YOUR OBJECTIVE →
Can you edit the data below by replacing "one point" with "a single point" and leaving everything else unchanged?

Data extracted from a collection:
▼

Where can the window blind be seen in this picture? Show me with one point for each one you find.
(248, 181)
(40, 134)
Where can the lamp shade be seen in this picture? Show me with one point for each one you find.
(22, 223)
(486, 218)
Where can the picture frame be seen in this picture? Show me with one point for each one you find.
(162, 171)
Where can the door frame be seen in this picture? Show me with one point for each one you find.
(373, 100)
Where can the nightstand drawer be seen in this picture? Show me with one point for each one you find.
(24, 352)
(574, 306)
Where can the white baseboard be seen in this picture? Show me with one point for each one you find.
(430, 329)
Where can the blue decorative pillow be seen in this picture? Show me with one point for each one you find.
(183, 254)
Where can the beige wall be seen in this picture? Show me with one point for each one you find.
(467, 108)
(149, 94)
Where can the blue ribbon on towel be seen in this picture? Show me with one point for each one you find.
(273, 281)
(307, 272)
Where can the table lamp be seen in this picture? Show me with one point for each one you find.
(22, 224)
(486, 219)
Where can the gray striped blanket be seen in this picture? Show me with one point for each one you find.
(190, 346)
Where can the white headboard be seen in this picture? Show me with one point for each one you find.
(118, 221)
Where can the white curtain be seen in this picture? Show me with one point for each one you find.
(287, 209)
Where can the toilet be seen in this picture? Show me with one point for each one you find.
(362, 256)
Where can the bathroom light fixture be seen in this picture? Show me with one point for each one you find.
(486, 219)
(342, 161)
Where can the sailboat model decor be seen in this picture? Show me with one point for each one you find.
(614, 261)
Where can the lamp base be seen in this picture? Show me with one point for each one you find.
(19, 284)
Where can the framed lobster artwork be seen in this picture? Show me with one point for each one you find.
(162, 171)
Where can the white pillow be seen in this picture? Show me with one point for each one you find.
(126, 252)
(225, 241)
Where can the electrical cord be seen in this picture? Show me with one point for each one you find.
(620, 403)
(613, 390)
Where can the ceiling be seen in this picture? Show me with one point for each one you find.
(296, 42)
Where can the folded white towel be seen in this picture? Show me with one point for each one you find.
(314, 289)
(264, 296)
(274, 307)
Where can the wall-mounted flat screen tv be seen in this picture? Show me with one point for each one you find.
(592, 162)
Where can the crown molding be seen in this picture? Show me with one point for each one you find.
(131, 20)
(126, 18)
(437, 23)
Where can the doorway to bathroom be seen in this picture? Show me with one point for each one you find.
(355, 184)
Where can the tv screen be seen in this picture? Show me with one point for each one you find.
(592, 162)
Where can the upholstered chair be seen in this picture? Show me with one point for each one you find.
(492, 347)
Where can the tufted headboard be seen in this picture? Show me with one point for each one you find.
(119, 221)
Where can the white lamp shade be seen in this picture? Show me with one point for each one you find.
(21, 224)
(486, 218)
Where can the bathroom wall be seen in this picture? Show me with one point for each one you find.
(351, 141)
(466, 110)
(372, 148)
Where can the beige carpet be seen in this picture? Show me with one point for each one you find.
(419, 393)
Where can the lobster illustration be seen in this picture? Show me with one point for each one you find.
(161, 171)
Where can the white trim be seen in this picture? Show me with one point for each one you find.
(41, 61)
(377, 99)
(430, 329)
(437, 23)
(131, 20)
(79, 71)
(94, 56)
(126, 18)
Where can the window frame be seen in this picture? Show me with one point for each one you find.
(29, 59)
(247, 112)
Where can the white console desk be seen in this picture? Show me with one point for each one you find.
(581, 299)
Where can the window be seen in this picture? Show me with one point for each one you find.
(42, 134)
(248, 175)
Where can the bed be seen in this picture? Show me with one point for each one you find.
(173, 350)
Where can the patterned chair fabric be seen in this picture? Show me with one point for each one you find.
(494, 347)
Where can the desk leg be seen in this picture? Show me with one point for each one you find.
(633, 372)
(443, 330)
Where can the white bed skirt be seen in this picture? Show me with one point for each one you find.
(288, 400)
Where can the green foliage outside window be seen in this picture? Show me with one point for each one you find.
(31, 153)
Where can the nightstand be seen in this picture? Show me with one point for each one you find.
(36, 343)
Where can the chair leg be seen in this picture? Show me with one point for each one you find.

▲

TASK RESPONSE →
Where can the window blind be seen in this picture? Show me with a single point for each one you find.
(248, 181)
(40, 134)
Where can the lamp shade be seen in this picture? Show me with a single point for each one you find.
(22, 223)
(486, 218)
Where can the picture frame be seen in this picture? Show me with a single point for each one you find.
(162, 171)
Where can the door frame be seen in this picture? Show me with a single point for each one you find.
(373, 100)
Where can the nightstand drawer be seen in this picture? Show me with a single point for each one you find.
(24, 352)
(574, 306)
Where can the white baseboard be seen in this picture? Show me with a single point for each one you find.
(430, 329)
Where can the blue decorative pillow be seen in this picture? Show me with a single point for each one you find.
(183, 254)
Where can the beige wall be seen in this picture? Show me with a single point for each one you find.
(467, 108)
(149, 94)
Where can the blue ribbon on towel be seen in this picture? Show me with a single point for each one you find.
(273, 281)
(307, 272)
Where can the table lamp be seen in this picture? Show me with a single point for each one you find.
(22, 224)
(486, 219)
Where can the gray striped blanket be seen in this picture? Show me with a single point for each one you find.
(190, 346)
Where can the white headboard be seen in this picture? Show me with a single point for each one you find.
(118, 221)
Where can the white curtain be seen in this picture? Show me with a single point for each one you find.
(287, 209)
Where can the toilet be seen in this picture? Show me with a single point for each one you find.
(362, 256)
Where can the bathroom light fixture be seen in this picture? Show me with a single point for each one you find.
(486, 219)
(342, 161)
Where can the sailboat model decor be seen in this picture? Show me with a single point for each one you find.
(614, 261)
Where can the lamp base be seen in this picture? Show me with a single point for each one you find.
(19, 284)
Where can the framed lobster artwork be seen in this picture? Show me with a single point for each one you find.
(162, 171)
Where can the white pillow be seen in this picture? Show me with a single point for each one you find.
(126, 252)
(225, 241)
Where can the electrical cord be seen in this picture? Show me with a single point for each one you find.
(620, 403)
(613, 390)
Where can the ceiling be seen in this picture? Show me with a single point for each one you find.
(296, 42)
Where can the folded white towel be seen in this picture? Show me with a single point for each one you find.
(314, 289)
(264, 296)
(274, 307)
Where can the wall-mounted flat screen tv be seen in this picture? Show me with a single point for each one you find.
(592, 162)
Where can the crown molding be seen in this picture? Show me with a single point for each one you find.
(131, 20)
(126, 18)
(437, 23)
Where can the doorway to bathroom be seen in this picture? Show me with a single point for each one you find.
(355, 184)
Where can the tv screen be seen in this picture? Show me with a single point for each one you find.
(592, 162)
Where can the upholstered chair be seen in this picture? Show me with a single point for each one you find.
(492, 347)
Where can the tufted headboard be seen in this picture? Show me with a single point for each one you find.
(119, 221)
Where can the white lamp shade be seen in this picture? Show me with a single point for each one you find.
(21, 224)
(486, 218)
Where can the bathroom wall be seen in this picture? Show me with a single point for each one you find.
(351, 141)
(466, 110)
(372, 148)
Where can the beige carpet be seen in this picture? Show me with a single point for each one you find.
(419, 393)
Where can the lobster illustration be seen in this picture? Show me with a single point for each one you find.
(161, 171)
Where can the white trim be seen in this picture? Show me with a single point for each one you find.
(41, 61)
(377, 99)
(430, 329)
(437, 23)
(131, 20)
(79, 71)
(94, 56)
(126, 18)
Where can the window frame be seen in this picture? Show me with a single point for each one you find.
(29, 59)
(247, 112)
Where can the white console desk be seen in this picture? Show me with a single point for each one you find.
(581, 299)
Where can the window be seen in this picture? Show me with a single point for each one you find.
(42, 134)
(248, 175)
Where can the bed be seen in this picture? Show me with a single point for each one you find.
(173, 350)
Where can the patterned chair fabric be seen in this picture? Show me with a single point for each one you find.
(494, 347)
Where can the desk leg be seen in this picture? Show me with a single point for each one you find.
(633, 372)
(443, 330)
Where can the white bed skirt be seen in this picture? Show me with a single point for each one you find.
(288, 400)
Where can the green foliage outside window be seen in this picture? Show me with a single point for each one you find.
(31, 153)
Where can the nightstand be seen in this picture? Show me with a single point for each one you find.
(36, 343)
Where can the chair leg be seen in this picture? Show me with a single point for each one you find.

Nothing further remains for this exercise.